**Explore the material**
#1 Decide whether each statement below agrees with the column on the Fitch outlook, answering yes or no and quoting the words from the column that settle it. (a) Fitch lowered the long-term credit rating of the Philippines below "BBB." (b) Fitch had put the Philippines on a negative outlook once before, in July 2021. (c) Fitch expects inflation in the Philippines to fall in 2026.
#2 From the column on the Fitch outlook, copy the passage that runs from "First, they rightly" up to and including "war broke out.".

-- Study text follows --

Last Monday, April 20, Fitch Ratings revised its outlook on the Philippines from “stable” to “negative,” while keeping our long-term credit rating at “BBB.” The Palace was quick to argue that this is “not a downgrade.” Technically, that is correct. But it is also beside the point. It’s best to view the negative outlook as a warning shot.
It tells the world that, within the next 18 to 24 months, there is a meaningful chance our credit rating will actually be cut. If that happens, it would be the first time we get downgraded by Fitch since 2005, more than two decades ago. Hence, the headlines about a possible “first downgrade in decades.” Some commentators are calling the negative outlook itself a once-in-a-generation event.
It really isn’t. Fitch already put us on a negative outlook in July 2021, after the pandemic blew a hole in our public finances. They eventually restored it to “stable” in May 2023.
What would be unprecedented in a long time is an actual downgrade, not the warning. What did Fitch see? Fitch’s press release is blunt about three things.
First, they rightly noted that public investment has stalled. Growth slowed sharply in 2025 to 4.4%, from 5.7% in 2024, largely because the government’s investment spending fell off a cliff in the second half of 2025. As I wrote in this column before, the flood control corruption scandal of 2025 scared agencies into freezing disbursements.
Fitch now expects overall growth of just 4.6% in 2026. Put simply, we are not just losing a few decimal points of GDP. Growth is stalling significantly, even before the US–Iran war broke out.
Second, Fitch noted that we are especially exposed to the energy shock from the Middle East conflict. After all, the government has had to declare a National Energy Emergency, push for fuel conservation, and pay targeted subsidies. In addition, Fitch now expects inflation to jump from 1.7% in 2025 to 4.1% in 2026, with the current account deficit widening to 3.8% of GDP (a current account deficit means we spend more on the world than we earn from the rest of the world).

-- Study text concluded --
-- Given records follows --

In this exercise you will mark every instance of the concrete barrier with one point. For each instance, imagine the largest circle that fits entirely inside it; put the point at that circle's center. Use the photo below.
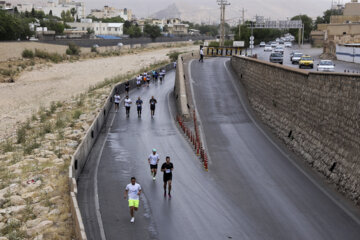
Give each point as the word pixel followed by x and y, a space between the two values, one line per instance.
pixel 315 114
pixel 180 88
pixel 81 154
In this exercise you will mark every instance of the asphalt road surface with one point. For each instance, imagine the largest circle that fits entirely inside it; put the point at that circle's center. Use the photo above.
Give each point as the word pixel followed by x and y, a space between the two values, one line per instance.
pixel 252 190
pixel 340 66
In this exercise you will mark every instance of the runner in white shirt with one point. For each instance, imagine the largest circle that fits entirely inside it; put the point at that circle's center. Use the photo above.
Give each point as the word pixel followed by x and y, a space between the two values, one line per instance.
pixel 117 101
pixel 127 103
pixel 138 81
pixel 132 192
pixel 153 161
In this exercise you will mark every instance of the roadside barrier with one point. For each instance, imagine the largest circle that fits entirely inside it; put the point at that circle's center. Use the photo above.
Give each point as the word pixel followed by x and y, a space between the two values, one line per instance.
pixel 194 139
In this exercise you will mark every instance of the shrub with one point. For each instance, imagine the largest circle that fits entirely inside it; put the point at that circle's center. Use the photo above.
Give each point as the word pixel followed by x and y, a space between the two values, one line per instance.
pixel 27 53
pixel 77 114
pixel 73 49
pixel 174 56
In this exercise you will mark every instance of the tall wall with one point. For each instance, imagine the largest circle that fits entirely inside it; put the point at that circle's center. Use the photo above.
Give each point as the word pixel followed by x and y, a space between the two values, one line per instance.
pixel 316 114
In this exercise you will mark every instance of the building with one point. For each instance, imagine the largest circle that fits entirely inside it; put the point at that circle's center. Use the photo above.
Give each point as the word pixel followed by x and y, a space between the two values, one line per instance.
pixel 178 29
pixel 110 12
pixel 56 8
pixel 99 28
pixel 344 29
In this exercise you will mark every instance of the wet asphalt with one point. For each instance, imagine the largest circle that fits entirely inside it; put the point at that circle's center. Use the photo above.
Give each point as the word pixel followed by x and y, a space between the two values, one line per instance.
pixel 252 190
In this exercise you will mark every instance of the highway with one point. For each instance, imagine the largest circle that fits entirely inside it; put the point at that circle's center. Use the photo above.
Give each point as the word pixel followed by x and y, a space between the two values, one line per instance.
pixel 253 189
pixel 340 66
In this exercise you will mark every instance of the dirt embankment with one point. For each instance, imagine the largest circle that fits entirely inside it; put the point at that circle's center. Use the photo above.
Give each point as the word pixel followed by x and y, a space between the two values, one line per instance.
pixel 58 82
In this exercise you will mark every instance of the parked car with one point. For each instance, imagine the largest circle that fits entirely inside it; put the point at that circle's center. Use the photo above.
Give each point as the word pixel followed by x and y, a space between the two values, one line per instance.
pixel 268 48
pixel 279 49
pixel 306 61
pixel 326 66
pixel 296 57
pixel 276 58
pixel 288 44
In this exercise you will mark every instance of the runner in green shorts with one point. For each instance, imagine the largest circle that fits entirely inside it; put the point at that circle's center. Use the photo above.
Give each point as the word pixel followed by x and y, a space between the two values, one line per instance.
pixel 132 192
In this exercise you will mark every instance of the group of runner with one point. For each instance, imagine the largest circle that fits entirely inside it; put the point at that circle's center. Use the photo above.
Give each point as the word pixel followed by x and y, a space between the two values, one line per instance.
pixel 133 189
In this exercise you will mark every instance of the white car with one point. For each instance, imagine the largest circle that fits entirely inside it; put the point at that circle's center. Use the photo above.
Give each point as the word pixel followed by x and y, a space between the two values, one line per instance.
pixel 326 66
pixel 288 44
pixel 279 49
pixel 268 48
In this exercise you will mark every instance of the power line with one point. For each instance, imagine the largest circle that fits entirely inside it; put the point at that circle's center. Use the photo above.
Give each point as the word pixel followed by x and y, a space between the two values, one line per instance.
pixel 222 4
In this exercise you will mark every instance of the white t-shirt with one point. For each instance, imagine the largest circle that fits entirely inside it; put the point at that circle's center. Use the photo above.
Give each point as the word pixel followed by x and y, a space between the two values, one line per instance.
pixel 153 159
pixel 133 191
pixel 128 102
pixel 117 99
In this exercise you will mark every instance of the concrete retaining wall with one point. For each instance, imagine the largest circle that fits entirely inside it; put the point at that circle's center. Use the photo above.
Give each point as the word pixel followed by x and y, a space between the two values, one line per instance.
pixel 180 88
pixel 316 114
pixel 78 160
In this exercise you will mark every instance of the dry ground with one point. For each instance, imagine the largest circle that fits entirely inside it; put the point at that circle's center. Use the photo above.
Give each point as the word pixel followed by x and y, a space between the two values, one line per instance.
pixel 59 82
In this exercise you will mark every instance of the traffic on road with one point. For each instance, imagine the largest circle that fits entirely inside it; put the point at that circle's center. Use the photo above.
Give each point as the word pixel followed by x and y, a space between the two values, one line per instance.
pixel 303 56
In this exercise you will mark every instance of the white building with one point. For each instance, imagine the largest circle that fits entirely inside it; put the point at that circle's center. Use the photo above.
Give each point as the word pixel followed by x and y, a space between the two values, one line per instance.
pixel 100 28
pixel 56 8
pixel 110 12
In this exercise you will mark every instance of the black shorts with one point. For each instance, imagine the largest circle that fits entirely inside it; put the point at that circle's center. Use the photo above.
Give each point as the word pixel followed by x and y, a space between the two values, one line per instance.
pixel 167 177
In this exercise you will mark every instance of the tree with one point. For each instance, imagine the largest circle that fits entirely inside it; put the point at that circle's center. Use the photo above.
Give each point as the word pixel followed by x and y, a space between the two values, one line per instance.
pixel 308 26
pixel 152 31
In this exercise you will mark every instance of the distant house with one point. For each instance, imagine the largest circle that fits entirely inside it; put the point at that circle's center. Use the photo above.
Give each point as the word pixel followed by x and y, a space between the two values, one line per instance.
pixel 99 28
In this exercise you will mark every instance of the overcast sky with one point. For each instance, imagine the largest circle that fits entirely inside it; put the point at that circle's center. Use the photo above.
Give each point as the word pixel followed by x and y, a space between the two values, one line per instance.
pixel 276 9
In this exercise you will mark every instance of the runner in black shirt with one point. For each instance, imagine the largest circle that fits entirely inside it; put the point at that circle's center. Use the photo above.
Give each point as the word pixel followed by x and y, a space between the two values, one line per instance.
pixel 152 102
pixel 167 168
pixel 139 103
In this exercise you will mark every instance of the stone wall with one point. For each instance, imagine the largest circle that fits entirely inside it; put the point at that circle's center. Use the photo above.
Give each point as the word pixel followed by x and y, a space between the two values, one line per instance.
pixel 316 114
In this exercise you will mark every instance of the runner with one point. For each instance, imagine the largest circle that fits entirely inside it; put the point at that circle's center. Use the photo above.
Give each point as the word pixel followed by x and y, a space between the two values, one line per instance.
pixel 139 103
pixel 117 101
pixel 153 161
pixel 132 192
pixel 127 103
pixel 152 103
pixel 138 81
pixel 201 55
pixel 167 168
pixel 127 87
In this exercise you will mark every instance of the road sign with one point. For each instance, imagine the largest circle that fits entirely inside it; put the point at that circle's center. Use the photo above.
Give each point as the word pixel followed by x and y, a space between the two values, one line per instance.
pixel 238 44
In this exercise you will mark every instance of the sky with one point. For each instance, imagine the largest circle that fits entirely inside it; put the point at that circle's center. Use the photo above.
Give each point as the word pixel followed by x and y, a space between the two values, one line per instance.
pixel 276 9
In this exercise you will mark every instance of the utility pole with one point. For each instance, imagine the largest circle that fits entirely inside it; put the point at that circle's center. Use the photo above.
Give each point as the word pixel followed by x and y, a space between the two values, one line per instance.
pixel 222 4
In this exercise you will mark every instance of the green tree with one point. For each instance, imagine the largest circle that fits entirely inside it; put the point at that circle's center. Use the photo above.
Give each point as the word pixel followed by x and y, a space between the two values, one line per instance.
pixel 152 31
pixel 308 26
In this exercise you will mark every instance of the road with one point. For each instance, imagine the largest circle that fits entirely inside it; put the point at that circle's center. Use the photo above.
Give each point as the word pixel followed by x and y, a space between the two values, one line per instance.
pixel 252 191
pixel 340 66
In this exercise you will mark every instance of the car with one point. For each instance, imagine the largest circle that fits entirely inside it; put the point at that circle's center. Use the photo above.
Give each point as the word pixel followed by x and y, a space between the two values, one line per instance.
pixel 296 57
pixel 268 48
pixel 306 61
pixel 279 49
pixel 326 66
pixel 276 58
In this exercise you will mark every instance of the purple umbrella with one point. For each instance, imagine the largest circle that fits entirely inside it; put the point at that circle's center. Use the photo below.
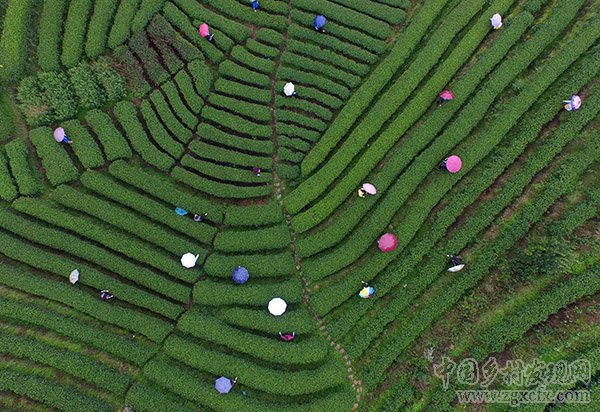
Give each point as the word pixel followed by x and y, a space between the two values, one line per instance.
pixel 223 384
pixel 59 134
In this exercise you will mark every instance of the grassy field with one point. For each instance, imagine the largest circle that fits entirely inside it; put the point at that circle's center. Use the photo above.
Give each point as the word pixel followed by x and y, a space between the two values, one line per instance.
pixel 161 118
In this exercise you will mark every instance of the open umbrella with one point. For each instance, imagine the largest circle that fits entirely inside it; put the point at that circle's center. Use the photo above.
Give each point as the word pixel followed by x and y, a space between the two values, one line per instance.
pixel 496 21
pixel 74 276
pixel 189 260
pixel 203 30
pixel 369 188
pixel 446 95
pixel 277 306
pixel 319 22
pixel 575 102
pixel 240 275
pixel 289 89
pixel 223 384
pixel 59 134
pixel 180 211
pixel 387 242
pixel 366 292
pixel 453 164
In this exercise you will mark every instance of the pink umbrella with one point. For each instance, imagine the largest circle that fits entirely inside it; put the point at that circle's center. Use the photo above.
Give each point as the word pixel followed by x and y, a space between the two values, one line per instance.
pixel 59 134
pixel 446 95
pixel 453 164
pixel 369 188
pixel 387 242
pixel 203 30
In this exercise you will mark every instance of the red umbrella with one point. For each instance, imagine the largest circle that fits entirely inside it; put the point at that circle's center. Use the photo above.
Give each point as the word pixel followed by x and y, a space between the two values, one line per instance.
pixel 203 30
pixel 446 95
pixel 387 242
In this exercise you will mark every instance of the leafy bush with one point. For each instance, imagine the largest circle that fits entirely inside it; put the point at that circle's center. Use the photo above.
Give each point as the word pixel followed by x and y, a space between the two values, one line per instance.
pixel 121 28
pixel 85 147
pixel 13 43
pixel 99 25
pixel 112 83
pixel 18 159
pixel 51 25
pixel 114 144
pixel 8 190
pixel 126 113
pixel 57 164
pixel 75 29
pixel 86 86
pixel 89 334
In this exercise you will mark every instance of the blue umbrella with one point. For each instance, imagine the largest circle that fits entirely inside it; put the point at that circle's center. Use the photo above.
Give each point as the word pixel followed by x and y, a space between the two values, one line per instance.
pixel 320 22
pixel 240 275
pixel 223 384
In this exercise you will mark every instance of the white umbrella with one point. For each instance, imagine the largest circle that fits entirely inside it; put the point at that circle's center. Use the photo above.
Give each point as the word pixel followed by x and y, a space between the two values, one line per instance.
pixel 288 89
pixel 277 306
pixel 496 21
pixel 74 276
pixel 189 260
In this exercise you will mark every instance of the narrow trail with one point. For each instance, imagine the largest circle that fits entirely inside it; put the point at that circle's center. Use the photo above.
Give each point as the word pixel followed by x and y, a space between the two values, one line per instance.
pixel 278 184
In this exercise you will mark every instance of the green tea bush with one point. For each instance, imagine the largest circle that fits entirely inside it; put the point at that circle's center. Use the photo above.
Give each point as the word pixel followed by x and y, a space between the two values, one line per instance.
pixel 85 147
pixel 121 28
pixel 99 27
pixel 179 131
pixel 146 11
pixel 77 330
pixel 58 166
pixel 149 326
pixel 60 95
pixel 50 393
pixel 51 25
pixel 158 132
pixel 18 159
pixel 75 29
pixel 86 86
pixel 308 350
pixel 112 83
pixel 113 143
pixel 126 113
pixel 13 42
pixel 8 190
pixel 73 363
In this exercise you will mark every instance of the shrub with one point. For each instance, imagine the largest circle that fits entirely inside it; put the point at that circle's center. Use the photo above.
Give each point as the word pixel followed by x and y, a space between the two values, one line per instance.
pixel 18 159
pixel 126 113
pixel 77 330
pixel 8 190
pixel 112 83
pixel 86 86
pixel 59 93
pixel 158 132
pixel 75 29
pixel 178 130
pixel 149 326
pixel 32 102
pixel 50 393
pixel 146 206
pixel 147 10
pixel 99 25
pixel 121 28
pixel 51 25
pixel 13 43
pixel 84 145
pixel 114 144
pixel 57 164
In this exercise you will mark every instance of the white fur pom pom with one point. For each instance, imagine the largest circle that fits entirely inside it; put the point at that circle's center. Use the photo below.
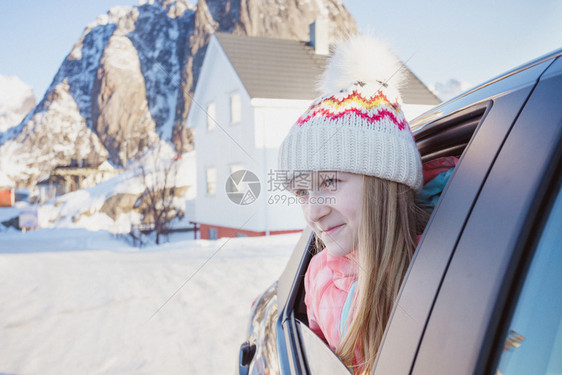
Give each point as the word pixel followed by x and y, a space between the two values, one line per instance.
pixel 365 59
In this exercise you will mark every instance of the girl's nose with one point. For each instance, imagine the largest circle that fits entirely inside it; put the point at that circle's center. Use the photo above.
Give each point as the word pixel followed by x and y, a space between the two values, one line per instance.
pixel 316 211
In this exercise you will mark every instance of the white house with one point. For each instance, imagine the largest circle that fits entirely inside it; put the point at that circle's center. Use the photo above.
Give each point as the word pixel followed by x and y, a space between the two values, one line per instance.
pixel 249 93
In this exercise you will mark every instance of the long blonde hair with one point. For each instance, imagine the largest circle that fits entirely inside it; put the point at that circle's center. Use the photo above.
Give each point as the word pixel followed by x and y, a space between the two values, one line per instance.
pixel 387 238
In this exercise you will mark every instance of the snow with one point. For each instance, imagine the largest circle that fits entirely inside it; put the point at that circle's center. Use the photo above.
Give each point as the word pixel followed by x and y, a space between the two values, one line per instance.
pixel 74 301
pixel 16 99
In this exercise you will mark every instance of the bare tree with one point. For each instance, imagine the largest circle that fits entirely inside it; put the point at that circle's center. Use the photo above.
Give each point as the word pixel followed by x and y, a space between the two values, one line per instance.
pixel 156 203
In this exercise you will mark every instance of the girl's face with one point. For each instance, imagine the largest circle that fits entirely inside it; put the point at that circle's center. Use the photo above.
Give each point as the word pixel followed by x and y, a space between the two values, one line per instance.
pixel 332 208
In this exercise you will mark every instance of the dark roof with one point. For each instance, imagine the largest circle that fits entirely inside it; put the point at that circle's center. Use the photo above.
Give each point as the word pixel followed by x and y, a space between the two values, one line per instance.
pixel 289 69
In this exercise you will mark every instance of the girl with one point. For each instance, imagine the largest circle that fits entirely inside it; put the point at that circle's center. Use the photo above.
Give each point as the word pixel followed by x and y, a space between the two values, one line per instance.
pixel 356 147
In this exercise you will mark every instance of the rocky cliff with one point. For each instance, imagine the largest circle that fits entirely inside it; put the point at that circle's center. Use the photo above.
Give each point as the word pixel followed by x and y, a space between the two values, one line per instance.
pixel 131 75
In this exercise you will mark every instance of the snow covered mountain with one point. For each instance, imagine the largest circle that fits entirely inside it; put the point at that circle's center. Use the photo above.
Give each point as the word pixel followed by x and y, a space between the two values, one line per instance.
pixel 16 100
pixel 131 76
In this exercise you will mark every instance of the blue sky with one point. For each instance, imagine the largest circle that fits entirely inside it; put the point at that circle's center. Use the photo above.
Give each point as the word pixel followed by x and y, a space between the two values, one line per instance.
pixel 471 41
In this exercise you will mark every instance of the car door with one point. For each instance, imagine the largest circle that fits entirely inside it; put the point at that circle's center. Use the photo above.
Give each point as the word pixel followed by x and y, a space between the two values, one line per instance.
pixel 415 304
pixel 467 329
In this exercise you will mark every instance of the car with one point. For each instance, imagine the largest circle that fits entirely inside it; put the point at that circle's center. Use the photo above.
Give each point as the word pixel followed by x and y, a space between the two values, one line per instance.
pixel 483 293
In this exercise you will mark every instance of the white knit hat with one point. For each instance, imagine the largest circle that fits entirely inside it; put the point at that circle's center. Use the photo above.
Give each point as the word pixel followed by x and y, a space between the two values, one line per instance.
pixel 358 125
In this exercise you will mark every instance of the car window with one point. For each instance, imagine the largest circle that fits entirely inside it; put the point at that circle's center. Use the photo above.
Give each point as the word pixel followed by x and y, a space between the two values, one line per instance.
pixel 319 357
pixel 534 340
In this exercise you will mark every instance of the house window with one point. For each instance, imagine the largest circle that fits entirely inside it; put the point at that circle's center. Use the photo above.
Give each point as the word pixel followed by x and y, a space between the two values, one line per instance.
pixel 235 108
pixel 232 185
pixel 211 178
pixel 211 116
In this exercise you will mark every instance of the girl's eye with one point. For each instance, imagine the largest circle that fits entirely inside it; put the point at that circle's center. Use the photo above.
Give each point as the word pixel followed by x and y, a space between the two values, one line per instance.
pixel 301 192
pixel 329 182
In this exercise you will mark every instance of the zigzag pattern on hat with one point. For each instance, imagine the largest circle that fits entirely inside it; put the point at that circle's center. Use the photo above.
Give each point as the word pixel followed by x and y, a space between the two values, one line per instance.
pixel 355 104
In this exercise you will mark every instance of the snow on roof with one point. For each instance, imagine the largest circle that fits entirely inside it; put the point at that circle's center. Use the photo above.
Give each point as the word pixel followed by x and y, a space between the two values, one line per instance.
pixel 289 69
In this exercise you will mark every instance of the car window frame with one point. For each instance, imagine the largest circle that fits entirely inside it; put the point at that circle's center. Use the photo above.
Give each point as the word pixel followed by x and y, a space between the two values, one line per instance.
pixel 414 305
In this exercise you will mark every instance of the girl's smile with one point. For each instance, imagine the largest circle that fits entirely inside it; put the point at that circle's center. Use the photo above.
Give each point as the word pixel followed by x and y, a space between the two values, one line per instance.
pixel 333 209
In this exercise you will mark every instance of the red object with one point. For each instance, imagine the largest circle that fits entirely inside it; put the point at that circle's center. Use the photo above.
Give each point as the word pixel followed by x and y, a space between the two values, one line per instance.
pixel 6 197
pixel 233 232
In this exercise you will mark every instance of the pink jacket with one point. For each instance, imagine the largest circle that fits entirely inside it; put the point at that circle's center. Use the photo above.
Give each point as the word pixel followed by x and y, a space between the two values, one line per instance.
pixel 327 283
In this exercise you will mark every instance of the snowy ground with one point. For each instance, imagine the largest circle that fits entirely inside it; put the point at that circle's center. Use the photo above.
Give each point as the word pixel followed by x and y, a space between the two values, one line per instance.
pixel 79 302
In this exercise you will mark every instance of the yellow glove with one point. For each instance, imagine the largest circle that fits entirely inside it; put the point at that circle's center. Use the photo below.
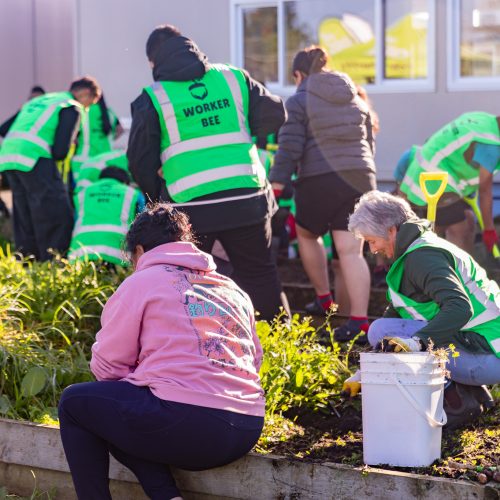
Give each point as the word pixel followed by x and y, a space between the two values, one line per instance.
pixel 397 344
pixel 352 385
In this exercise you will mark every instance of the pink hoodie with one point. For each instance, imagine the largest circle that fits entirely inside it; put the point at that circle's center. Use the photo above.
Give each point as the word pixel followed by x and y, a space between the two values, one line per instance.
pixel 184 330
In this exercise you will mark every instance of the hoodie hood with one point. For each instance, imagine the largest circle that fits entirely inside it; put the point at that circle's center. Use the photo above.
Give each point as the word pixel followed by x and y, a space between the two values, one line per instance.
pixel 333 87
pixel 178 60
pixel 179 253
pixel 408 232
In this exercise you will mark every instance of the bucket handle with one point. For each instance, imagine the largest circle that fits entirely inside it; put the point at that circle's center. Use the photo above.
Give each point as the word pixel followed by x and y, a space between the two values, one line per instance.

-- Given records concluded --

**Solutions to each task**
#1
(a) No: "while keeping our long-term credit rating at “BBB.”"
(b) Yes: "Fitch already put us on a negative outlook in July 2021"
(c) No: "Fitch now expects inflation to jump from 1.7% in 2025 to 4.1% in 2026"

#2
First, they rightly noted that public investment has stalled. Growth slowed sharply in 2025 to 4.4%, from 5.7% in 2024, largely because the government’s investment spending fell off a cliff in the second half of 2025. As I wrote in this column before, the flood control corruption scandal of 2025 scared agencies into freezing disbursements.
Fitch now expects overall growth of just 4.6% in 2026. Put simply, we are not just losing a few decimal points of GDP. Growth is stalling significantly, even before the US–Iran war broke out.